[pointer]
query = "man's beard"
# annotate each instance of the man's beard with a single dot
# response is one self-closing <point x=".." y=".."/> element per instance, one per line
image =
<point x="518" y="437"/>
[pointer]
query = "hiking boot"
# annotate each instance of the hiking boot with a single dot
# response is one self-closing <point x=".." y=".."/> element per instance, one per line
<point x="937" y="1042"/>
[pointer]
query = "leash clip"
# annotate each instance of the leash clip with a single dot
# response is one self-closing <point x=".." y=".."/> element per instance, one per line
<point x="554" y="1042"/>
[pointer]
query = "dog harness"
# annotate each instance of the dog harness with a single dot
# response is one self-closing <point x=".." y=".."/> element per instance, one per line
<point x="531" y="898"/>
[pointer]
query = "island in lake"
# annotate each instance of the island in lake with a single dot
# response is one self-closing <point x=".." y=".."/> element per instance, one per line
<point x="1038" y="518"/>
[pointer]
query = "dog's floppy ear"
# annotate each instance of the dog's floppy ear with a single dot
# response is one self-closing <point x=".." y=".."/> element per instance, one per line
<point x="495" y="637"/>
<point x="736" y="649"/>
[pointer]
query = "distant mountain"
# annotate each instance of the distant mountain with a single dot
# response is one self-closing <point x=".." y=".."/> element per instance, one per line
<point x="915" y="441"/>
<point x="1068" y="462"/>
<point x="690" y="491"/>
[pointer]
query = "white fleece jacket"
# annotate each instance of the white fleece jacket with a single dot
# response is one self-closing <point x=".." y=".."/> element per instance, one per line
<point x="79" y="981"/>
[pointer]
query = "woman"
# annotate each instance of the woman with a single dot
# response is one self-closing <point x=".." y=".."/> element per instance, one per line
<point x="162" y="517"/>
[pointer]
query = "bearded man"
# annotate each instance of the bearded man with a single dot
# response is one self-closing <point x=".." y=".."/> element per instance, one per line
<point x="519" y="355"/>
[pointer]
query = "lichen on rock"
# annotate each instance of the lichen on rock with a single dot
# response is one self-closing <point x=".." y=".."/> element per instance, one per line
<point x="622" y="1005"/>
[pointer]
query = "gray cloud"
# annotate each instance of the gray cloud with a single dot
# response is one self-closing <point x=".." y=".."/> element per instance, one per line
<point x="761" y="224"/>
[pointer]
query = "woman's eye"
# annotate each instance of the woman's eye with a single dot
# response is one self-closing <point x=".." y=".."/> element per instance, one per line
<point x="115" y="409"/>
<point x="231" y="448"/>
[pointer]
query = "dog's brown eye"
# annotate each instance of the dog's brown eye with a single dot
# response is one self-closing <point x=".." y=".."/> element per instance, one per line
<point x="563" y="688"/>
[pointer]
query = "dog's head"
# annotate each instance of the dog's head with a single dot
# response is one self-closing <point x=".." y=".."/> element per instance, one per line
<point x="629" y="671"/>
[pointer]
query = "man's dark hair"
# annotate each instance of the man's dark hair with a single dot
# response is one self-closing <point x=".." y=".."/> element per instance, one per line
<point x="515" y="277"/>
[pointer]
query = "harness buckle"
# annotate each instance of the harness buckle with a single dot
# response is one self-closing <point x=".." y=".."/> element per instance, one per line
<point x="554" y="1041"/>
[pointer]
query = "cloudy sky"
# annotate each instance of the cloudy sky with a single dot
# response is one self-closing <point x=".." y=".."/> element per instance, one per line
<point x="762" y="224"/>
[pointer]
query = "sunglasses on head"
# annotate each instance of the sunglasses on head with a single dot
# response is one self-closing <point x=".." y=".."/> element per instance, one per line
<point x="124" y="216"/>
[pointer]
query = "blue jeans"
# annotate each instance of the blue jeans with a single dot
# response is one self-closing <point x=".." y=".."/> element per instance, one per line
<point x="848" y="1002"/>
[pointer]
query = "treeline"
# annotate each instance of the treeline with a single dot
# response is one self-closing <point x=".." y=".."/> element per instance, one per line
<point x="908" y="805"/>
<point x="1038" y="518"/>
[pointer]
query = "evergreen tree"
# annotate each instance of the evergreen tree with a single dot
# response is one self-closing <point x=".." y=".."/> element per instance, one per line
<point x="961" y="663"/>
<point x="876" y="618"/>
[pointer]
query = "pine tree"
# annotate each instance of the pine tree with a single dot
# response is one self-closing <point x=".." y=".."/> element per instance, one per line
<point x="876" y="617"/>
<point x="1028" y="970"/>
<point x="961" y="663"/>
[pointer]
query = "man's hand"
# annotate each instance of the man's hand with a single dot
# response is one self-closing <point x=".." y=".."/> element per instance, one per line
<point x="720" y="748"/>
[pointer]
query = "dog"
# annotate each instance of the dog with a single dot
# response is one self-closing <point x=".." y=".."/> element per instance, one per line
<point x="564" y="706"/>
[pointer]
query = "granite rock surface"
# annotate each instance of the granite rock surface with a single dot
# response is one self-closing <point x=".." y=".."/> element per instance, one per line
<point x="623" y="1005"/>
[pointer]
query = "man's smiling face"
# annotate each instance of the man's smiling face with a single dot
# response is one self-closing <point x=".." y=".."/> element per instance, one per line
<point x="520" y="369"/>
===
**Goal**.
The listing above must be transcribed exactly, line by line.

**Finished task**.
[pointer]
query = "man's beard"
# annotate each instance of the man's beard with a single dot
# response is one self-closing <point x=".." y=".."/> element per instance, one per line
image =
<point x="518" y="437"/>
[pointer]
query = "hiking boot"
# annotate each instance of the hiking boot with a single dot
# response is one self-closing <point x=".." y=".."/> element per instance, one per line
<point x="937" y="1042"/>
[pointer]
query = "leash clip"
# annotate each instance of the leash clip with a single dot
# response is one self-closing <point x=".." y=".."/> element per instance, one per line
<point x="554" y="1042"/>
[pointer]
query = "dog harness"
# annotate each instance of the dog harness with a single dot
# response is one self-closing <point x=".." y=".."/> element per instance, one per line
<point x="531" y="898"/>
[pointer]
query = "island in lake"
# annotate each instance of the island in lake with a single dot
# response is one self-closing <point x=".." y=".."/> element per instance, one per line
<point x="1038" y="518"/>
[pointer]
query = "dog's floppy ear"
# annotate each instance of the dog's floppy ear with a single dot
# response is one self-closing <point x=".." y=".."/> element per instance, one per line
<point x="495" y="637"/>
<point x="736" y="649"/>
[pointer]
query = "distant mountain"
# annotate each instance of the distant mountain with a single dot
# response is one self-closing <point x=".." y=".."/> element per instance, one per line
<point x="915" y="441"/>
<point x="1068" y="462"/>
<point x="690" y="491"/>
[pointer]
query = "white fleece jacket"
# annotate each instance of the white fleece jacket with a single dot
# response is one self-closing <point x=".." y=".."/> element per instance, one per line
<point x="79" y="981"/>
[pointer]
query = "woman"
# annotate each instance of the woman with a single dot
# response is one self-closing <point x=".." y=".."/> element per instance, one per line
<point x="162" y="517"/>
[pointer]
query = "bearded man"
# annotate each instance of the bearded man with a single dot
# response is one self-closing <point x=".." y=".."/> element per instance, one per line
<point x="519" y="355"/>
[pointer]
query = "lichen on rock"
# annotate each instance of the lichen on rock with a single dot
# response is one self-closing <point x=".." y=".."/> element per instance, one per line
<point x="622" y="1005"/>
[pointer]
query = "gray cloud"
# annotate each instance of the gray cloud with a single dot
# response is one self-closing <point x=".." y=".."/> element per instance, one per line
<point x="761" y="224"/>
[pointer]
query = "woman's eye"
# annotate each instance of the woman's eye with a single dot
# response is one self-closing <point x=".." y=".."/> element per instance, one per line
<point x="115" y="409"/>
<point x="231" y="448"/>
[pointer]
query = "dog's brown eye"
# annotate each instance of the dog's brown eye with a single dot
# response is one self-closing <point x=".." y=".."/> element per instance, one per line
<point x="563" y="688"/>
[pointer]
query = "dog's head"
# annotate each instance of the dog's head with a single dot
# response is one self-closing <point x=".." y=".."/> element per instance, one per line
<point x="629" y="671"/>
[pointer]
query = "man's dark hair"
# annotate each instance of the man's dark hair with a single dot
# response is one self-closing <point x=".." y=".."/> element per instance, one per line
<point x="515" y="277"/>
[pointer]
query = "harness buckle"
# annotate each instance of the harness buckle with a single dot
# response is one self-closing <point x=".." y=".."/> element per instance, one per line
<point x="554" y="1041"/>
[pointer]
query = "cloudy sky"
# annotate each instance of the cloudy sky with a single dot
# response is one self-closing <point x=".." y=".."/> element per instance, one per line
<point x="762" y="224"/>
[pointer]
query = "sunglasses on head"
# annotate each instance of the sunglasses on head with a single dot
# response is one self-closing <point x=".." y=".."/> element per instance, one per line
<point x="124" y="216"/>
[pointer]
query = "blue jeans"
# annotate each instance of the blue jeans with a single dot
# response is one self-closing <point x=".." y=".."/> element per instance, one per line
<point x="848" y="1002"/>
[pointer]
query = "treeline"
# annotate each instance of the treeline with a single dot
# response is one self-closing <point x=".." y=".."/> element per instance, one per line
<point x="908" y="805"/>
<point x="1038" y="518"/>
[pointer]
query = "evergreen tree"
# annotate each instance of the evergreen tree with a single dot
# response is one self-closing <point x=".." y=".."/> element per instance, one per line
<point x="961" y="663"/>
<point x="876" y="618"/>
[pointer]
query = "pine tree"
# annotate each instance of the pine tree with a single dot
# response is one self-closing <point x=".." y=".."/> element per instance, one per line
<point x="876" y="617"/>
<point x="1028" y="970"/>
<point x="961" y="663"/>
[pointer]
query = "man's hand"
# annotate each instance of the man's hand with a single dot
# response is one self-closing <point x=".." y=".."/> element per instance, one per line
<point x="720" y="748"/>
[pointer]
query = "dog"
# annotate each instance of the dog with a single dot
# response is one self-closing <point x=".." y=".."/> element per instance, one per line
<point x="564" y="706"/>
[pointer]
query = "granite rock surface"
# annotate each instance of the granite rock surface with a single dot
# response is one self-closing <point x=".." y=".."/> element per instance, one per line
<point x="623" y="1005"/>
[pointer]
query = "man's smiling face"
# annotate each instance of the man's smiling face with a single dot
# response is one self-closing <point x=".." y=".."/> element per instance, one per line
<point x="520" y="369"/>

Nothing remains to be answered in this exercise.